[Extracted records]
··········
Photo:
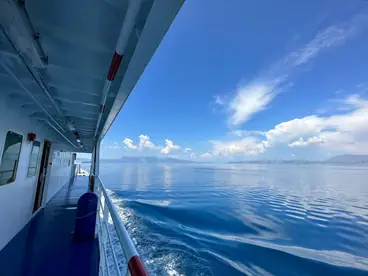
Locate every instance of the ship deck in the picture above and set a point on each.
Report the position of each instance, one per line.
(45, 247)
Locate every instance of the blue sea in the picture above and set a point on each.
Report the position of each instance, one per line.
(246, 219)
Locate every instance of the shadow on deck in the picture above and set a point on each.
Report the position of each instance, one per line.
(45, 247)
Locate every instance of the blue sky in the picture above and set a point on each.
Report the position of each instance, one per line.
(252, 80)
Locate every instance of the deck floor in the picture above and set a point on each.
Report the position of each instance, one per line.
(45, 247)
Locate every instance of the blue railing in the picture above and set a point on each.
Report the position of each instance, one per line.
(108, 210)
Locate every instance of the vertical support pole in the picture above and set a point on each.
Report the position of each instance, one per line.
(94, 166)
(97, 159)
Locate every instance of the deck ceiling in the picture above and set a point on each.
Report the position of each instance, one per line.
(79, 39)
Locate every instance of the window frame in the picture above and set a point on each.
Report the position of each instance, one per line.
(15, 171)
(30, 158)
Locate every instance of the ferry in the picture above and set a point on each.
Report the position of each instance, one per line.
(66, 69)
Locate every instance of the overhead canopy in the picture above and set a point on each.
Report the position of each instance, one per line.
(56, 55)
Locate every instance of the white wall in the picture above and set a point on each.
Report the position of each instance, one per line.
(17, 198)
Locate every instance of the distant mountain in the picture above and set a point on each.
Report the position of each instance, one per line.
(144, 159)
(348, 159)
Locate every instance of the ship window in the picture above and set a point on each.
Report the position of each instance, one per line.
(10, 158)
(32, 167)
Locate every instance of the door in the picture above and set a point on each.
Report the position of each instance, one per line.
(42, 175)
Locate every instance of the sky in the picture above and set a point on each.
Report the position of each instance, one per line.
(252, 80)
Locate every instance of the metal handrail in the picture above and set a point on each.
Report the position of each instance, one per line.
(135, 264)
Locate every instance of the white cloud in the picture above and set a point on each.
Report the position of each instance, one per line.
(346, 132)
(169, 146)
(246, 146)
(145, 142)
(302, 143)
(249, 100)
(219, 100)
(129, 144)
(114, 145)
(206, 155)
(256, 95)
(187, 150)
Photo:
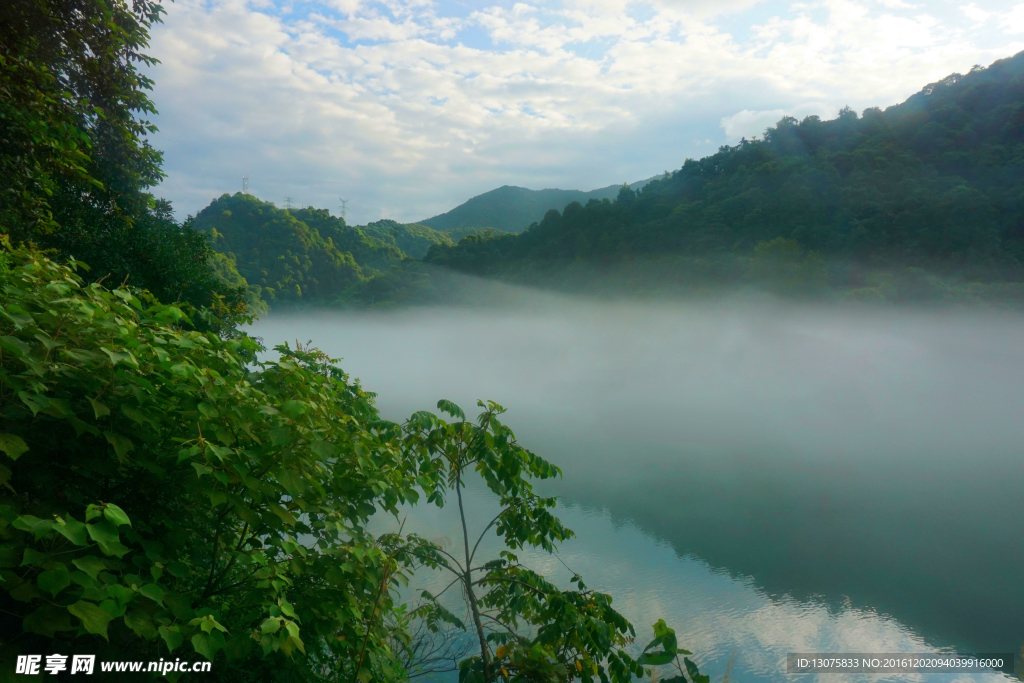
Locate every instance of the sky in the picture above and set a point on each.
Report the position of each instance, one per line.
(406, 109)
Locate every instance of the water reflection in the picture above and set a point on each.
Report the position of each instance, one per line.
(771, 478)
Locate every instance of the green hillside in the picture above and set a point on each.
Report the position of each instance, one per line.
(288, 257)
(511, 209)
(926, 195)
(412, 239)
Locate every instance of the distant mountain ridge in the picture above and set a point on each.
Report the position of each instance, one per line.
(513, 209)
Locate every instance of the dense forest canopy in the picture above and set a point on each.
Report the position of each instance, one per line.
(292, 256)
(510, 209)
(936, 183)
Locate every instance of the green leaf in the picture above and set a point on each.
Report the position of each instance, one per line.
(324, 450)
(208, 410)
(105, 536)
(98, 409)
(13, 445)
(36, 402)
(449, 408)
(54, 579)
(140, 623)
(116, 515)
(16, 345)
(93, 619)
(207, 644)
(172, 637)
(293, 409)
(48, 620)
(122, 444)
(154, 592)
(72, 529)
(91, 565)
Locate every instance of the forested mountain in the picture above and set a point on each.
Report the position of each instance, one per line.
(511, 209)
(935, 183)
(413, 239)
(292, 256)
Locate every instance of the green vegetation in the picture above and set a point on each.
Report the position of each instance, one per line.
(168, 493)
(74, 157)
(510, 209)
(412, 239)
(924, 200)
(289, 257)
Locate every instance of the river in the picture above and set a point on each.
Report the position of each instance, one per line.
(766, 477)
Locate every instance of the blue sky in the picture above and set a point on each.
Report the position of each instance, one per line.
(408, 108)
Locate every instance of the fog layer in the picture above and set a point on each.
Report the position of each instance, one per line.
(861, 458)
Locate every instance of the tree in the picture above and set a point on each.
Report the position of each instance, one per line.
(72, 142)
(526, 629)
(158, 485)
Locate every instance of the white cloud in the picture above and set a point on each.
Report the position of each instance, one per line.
(1013, 22)
(975, 13)
(409, 109)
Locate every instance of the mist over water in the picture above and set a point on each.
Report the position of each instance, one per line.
(768, 477)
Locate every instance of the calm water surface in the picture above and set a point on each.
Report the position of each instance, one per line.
(767, 478)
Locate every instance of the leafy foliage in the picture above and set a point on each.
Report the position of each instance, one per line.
(71, 143)
(303, 256)
(527, 629)
(75, 160)
(158, 487)
(412, 239)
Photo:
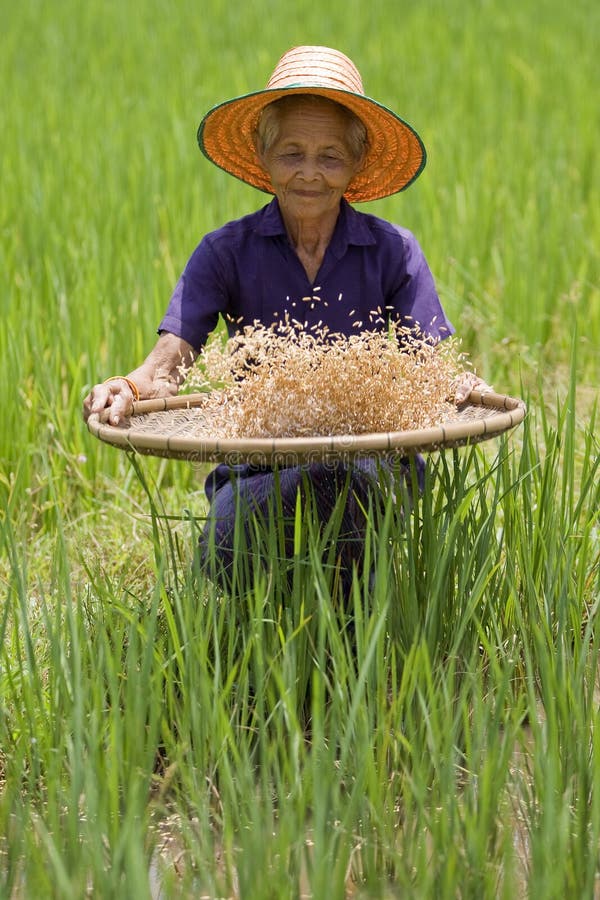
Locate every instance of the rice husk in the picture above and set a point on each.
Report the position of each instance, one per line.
··········
» Goal: Leave the pictures out. Extract exactly the lines running from the one with "Locate every instance of the mist" through the last entry, both ends included.

» Result of this task:
Locate every instance of the mist over water in the picture above and set a point on each.
Report the position of each instance, one per line.
(768, 477)
Locate every instance of the calm water surface in the picture above and set a point on each.
Report the position of each instance, one per line.
(767, 478)
Locate every instance of the leafy foliage in the picture above and set a point on each.
Report the position of each instance, one per line.
(71, 143)
(303, 256)
(527, 629)
(75, 160)
(158, 487)
(412, 239)
Photo:
Locate every instance of the rice husk in the picture above and set a point on each.
Report the position of each instance, one per line.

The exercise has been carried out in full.